Text segment >>
+--
Dear Evarosie
Hello, it's good to hear from you. I am so sorry for the loss of your sister. I can appreciate the grief and pain in your life and I want to briefly tell you about the loss of my sister and mom. I know it won't take away your pain now but I want to give you hope.
My mom died after a fall and stay in hospital. She lived in the UK and no one told me until just before she died, when it was too late to get there and say goodbye. This was in 1999 and she died on Christmas Day. I managed to get there for her funeral. After I returned to Oz I cried everyday for months because she had gone. It was the most searing pain and I imagine this is how you feel.
I know part of your loss is because your sister died at such a young age and you cannot share your future as you both expected. And part of the pain is the feeling of a huge hole ripped into you that hurts constantly. This is how I felt about my mom. I know she was much older and we are all going to die, but the reality always takes us by surprise.
My sister had cancer, had a number of operations and lots of chemo. After a while the cancer had returned so often she was unable to fight any more. I did get to see not long before her death and I knew the pain she suffered. I'm glad I was with her for a while.
The worst of the raw grief has gone and it will go for you also. At the moment every thought hurts. Sometimes I just curled up in pain and grief. I wanted you to know how I felt because at times like this we believe we are alone and no one knows or cares about our loss. I care that you are going through this time and I wish I could stop your pain, but I can't. All I have is the assurance that it does get better.
+--
Extracted data >>

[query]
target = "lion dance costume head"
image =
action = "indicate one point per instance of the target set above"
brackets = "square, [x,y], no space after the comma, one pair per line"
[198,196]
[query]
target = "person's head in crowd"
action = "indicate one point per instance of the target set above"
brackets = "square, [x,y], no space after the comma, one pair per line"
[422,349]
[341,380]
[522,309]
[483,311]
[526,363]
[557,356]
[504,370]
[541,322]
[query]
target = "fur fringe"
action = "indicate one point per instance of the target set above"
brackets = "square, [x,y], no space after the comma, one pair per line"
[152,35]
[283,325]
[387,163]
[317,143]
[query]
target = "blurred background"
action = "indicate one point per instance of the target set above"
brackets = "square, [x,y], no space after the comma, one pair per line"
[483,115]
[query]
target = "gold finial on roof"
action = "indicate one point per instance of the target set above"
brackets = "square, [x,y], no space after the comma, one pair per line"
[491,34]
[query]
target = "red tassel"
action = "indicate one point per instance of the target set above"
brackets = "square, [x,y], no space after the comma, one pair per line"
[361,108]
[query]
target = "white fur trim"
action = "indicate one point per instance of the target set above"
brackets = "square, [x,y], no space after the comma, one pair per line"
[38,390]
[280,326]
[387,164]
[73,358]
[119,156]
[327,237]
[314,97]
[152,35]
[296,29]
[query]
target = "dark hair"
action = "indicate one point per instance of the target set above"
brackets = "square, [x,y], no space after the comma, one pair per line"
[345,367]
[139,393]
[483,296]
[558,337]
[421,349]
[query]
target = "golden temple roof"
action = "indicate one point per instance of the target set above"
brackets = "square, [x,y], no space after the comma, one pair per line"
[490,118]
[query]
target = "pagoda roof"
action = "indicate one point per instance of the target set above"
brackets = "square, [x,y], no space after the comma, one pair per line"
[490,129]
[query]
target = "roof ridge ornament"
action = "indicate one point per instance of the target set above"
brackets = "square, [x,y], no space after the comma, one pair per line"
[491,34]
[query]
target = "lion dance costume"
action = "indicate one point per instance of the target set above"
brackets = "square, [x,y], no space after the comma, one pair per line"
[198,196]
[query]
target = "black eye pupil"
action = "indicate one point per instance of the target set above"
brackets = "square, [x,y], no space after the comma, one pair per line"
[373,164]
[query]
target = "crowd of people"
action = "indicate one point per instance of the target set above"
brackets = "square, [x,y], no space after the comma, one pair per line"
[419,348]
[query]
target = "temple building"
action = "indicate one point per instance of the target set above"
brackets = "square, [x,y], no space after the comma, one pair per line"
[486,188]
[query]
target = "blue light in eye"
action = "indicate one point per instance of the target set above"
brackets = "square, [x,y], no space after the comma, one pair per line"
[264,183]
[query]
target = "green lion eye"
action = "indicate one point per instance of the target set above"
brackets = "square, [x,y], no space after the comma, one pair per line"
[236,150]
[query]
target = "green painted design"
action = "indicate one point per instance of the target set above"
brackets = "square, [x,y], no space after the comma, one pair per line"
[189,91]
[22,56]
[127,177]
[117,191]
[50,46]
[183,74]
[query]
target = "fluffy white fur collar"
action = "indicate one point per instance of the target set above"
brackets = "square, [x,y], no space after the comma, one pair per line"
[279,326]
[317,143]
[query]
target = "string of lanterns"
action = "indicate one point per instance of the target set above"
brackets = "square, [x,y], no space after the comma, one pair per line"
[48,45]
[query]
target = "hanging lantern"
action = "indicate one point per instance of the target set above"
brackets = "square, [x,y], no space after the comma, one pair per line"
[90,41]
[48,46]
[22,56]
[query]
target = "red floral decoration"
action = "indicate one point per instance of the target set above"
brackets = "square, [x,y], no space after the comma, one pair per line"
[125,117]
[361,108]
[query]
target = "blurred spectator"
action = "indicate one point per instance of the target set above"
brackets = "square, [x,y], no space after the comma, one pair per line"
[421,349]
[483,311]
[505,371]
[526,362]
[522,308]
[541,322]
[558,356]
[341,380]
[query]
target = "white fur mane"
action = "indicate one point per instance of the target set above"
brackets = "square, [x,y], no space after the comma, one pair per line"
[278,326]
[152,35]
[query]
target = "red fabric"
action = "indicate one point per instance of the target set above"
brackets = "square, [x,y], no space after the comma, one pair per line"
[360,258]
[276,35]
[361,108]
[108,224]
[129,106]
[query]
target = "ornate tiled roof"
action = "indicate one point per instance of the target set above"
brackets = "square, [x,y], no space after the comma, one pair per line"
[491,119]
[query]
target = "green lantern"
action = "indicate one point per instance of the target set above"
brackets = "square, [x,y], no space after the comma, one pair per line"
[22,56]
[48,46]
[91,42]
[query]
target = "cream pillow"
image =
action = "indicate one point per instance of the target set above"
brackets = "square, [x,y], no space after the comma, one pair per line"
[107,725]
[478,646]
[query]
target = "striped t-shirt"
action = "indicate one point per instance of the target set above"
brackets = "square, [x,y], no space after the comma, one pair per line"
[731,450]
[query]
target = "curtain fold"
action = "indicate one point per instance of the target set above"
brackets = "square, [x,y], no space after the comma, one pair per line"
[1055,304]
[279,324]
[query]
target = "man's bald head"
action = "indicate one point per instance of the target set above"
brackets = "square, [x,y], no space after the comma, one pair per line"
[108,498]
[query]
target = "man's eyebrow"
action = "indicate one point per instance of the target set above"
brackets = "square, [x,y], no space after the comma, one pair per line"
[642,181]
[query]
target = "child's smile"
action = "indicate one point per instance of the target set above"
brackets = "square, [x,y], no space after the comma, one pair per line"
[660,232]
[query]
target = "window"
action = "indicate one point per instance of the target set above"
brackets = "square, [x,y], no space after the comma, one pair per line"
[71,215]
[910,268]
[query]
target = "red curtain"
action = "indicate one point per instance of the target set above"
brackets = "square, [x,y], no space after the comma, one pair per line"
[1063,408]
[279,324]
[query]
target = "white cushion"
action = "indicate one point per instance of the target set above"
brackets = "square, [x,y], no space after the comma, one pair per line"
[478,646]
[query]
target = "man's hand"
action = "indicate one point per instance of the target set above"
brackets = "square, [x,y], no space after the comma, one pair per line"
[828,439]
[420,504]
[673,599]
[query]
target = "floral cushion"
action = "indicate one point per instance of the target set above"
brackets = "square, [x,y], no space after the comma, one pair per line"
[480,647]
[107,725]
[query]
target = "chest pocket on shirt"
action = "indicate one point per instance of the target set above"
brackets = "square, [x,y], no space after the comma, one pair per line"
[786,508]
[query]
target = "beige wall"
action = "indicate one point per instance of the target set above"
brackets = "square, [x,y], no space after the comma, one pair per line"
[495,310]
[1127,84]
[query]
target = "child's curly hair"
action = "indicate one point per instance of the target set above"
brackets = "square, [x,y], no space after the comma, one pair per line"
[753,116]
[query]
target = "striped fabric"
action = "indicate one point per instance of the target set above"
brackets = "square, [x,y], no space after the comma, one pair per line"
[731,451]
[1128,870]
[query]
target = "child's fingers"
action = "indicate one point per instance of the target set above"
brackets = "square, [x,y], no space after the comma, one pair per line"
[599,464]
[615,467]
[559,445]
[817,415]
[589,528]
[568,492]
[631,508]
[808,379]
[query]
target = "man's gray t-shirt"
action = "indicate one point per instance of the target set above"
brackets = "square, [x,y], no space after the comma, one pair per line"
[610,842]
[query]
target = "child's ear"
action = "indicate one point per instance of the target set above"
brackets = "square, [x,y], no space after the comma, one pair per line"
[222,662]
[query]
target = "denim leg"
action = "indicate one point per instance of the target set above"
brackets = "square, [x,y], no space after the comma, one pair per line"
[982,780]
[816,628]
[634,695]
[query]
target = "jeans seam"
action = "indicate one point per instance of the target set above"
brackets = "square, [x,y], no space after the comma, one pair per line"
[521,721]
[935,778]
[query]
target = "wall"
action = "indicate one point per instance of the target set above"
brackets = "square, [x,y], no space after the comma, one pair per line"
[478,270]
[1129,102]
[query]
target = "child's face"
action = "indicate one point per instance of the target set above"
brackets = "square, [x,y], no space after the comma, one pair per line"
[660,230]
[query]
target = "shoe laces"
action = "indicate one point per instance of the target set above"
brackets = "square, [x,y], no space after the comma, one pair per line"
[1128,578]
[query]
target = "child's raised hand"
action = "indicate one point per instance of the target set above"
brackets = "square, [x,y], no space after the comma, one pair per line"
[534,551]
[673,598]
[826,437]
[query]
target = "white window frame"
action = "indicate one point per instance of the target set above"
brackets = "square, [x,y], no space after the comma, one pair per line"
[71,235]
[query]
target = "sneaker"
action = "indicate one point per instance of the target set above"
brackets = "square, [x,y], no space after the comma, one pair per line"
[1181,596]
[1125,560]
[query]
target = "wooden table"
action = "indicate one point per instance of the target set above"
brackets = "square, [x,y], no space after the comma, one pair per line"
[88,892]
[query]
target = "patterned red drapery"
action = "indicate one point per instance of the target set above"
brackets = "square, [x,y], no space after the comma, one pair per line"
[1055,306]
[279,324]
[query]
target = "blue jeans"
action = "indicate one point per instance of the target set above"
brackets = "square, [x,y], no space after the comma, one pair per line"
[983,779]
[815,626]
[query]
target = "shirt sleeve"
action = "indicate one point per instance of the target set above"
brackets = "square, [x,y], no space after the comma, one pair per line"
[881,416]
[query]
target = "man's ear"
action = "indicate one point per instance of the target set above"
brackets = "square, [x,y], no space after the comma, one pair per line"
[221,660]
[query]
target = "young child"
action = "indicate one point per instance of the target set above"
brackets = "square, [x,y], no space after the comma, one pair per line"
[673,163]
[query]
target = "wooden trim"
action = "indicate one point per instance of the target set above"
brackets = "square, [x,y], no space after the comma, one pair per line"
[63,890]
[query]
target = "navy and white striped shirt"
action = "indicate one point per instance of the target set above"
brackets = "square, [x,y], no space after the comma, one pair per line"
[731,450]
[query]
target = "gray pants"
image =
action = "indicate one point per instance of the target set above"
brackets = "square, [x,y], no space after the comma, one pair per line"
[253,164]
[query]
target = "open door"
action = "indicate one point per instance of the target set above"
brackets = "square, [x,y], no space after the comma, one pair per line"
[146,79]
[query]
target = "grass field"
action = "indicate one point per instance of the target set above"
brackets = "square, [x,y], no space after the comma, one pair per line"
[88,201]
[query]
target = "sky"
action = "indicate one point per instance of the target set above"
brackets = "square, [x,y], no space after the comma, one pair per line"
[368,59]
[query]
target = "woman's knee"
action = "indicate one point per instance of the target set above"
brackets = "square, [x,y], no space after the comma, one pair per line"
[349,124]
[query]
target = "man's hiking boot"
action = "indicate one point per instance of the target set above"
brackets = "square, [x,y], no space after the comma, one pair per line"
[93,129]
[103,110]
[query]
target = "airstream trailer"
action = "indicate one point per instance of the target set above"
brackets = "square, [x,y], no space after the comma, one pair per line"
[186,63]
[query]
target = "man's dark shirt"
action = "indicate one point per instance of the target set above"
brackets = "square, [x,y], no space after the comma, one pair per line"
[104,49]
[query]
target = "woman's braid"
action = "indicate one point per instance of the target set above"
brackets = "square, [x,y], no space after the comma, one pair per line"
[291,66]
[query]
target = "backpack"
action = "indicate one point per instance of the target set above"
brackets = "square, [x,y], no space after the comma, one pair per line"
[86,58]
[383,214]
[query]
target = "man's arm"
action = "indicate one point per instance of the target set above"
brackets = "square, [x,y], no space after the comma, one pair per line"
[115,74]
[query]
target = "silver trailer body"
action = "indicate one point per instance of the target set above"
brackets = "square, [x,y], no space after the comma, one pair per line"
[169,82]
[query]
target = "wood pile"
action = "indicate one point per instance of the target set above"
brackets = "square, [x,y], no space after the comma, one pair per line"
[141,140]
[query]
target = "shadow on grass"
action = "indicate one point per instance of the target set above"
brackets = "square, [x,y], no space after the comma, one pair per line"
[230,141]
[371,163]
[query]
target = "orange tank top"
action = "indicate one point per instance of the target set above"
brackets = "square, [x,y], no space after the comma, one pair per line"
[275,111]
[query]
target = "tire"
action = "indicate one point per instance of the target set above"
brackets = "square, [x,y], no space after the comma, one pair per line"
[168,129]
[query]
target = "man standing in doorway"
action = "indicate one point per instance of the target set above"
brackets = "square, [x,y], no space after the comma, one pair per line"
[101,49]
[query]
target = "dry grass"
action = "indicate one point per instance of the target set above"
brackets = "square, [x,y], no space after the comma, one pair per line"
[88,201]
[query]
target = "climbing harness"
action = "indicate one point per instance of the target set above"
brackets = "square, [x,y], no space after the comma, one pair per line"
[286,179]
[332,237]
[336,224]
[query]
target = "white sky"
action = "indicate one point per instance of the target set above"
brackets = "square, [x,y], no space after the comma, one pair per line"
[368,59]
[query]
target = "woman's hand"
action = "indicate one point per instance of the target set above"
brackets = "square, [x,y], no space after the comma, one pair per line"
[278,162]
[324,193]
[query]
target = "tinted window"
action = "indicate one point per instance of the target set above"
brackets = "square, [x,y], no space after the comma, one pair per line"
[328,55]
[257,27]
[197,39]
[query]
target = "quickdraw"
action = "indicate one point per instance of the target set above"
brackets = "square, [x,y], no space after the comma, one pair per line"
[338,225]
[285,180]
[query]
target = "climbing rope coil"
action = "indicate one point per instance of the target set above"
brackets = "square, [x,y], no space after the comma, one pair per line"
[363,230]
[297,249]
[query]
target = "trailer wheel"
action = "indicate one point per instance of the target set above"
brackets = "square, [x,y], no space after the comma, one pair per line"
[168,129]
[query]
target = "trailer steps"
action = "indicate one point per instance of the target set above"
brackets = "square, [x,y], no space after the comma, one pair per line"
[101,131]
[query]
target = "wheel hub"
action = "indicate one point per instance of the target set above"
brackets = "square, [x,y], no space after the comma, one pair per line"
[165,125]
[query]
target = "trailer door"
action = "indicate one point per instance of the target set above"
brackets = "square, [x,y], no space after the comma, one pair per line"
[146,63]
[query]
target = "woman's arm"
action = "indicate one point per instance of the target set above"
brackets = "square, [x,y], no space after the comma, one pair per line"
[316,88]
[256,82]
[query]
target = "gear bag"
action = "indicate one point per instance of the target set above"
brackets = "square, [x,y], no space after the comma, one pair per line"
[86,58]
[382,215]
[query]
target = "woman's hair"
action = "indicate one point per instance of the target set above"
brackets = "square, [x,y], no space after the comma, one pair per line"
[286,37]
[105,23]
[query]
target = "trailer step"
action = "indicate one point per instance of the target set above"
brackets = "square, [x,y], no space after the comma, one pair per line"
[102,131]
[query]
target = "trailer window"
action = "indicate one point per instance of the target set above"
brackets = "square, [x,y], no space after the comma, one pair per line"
+--
To do >>
A) According to the condolence letter, on what day did the writer's mom die?
B) Carry on the condolence letter, picking up right after its last sentence.

Task responses >>
A) She died on Christmas Day in 1999.

B)
My sister wrote poetry I discovered and she had always wanted to it published. I promised her I would do that and I did. It was hard at first reading her poetry and it made me cry because I was not reading it with her. I did get her work published. I needed to get over my own pain to some extent first. I gave several copies to my niece, her daughter, and she was so thrilled. I believe it helped her to manage her loss also.
As others have suggested, doing something in memory of your sister or anything that she would have liked and been proud of you for accomplishing, will help you at this time. I do scrapbooking and had pleasure in scrapbooking my sister's and mom's lives. Can you do anything of this sort? Whatever you choose will be right. Keep on writing in here, it will help.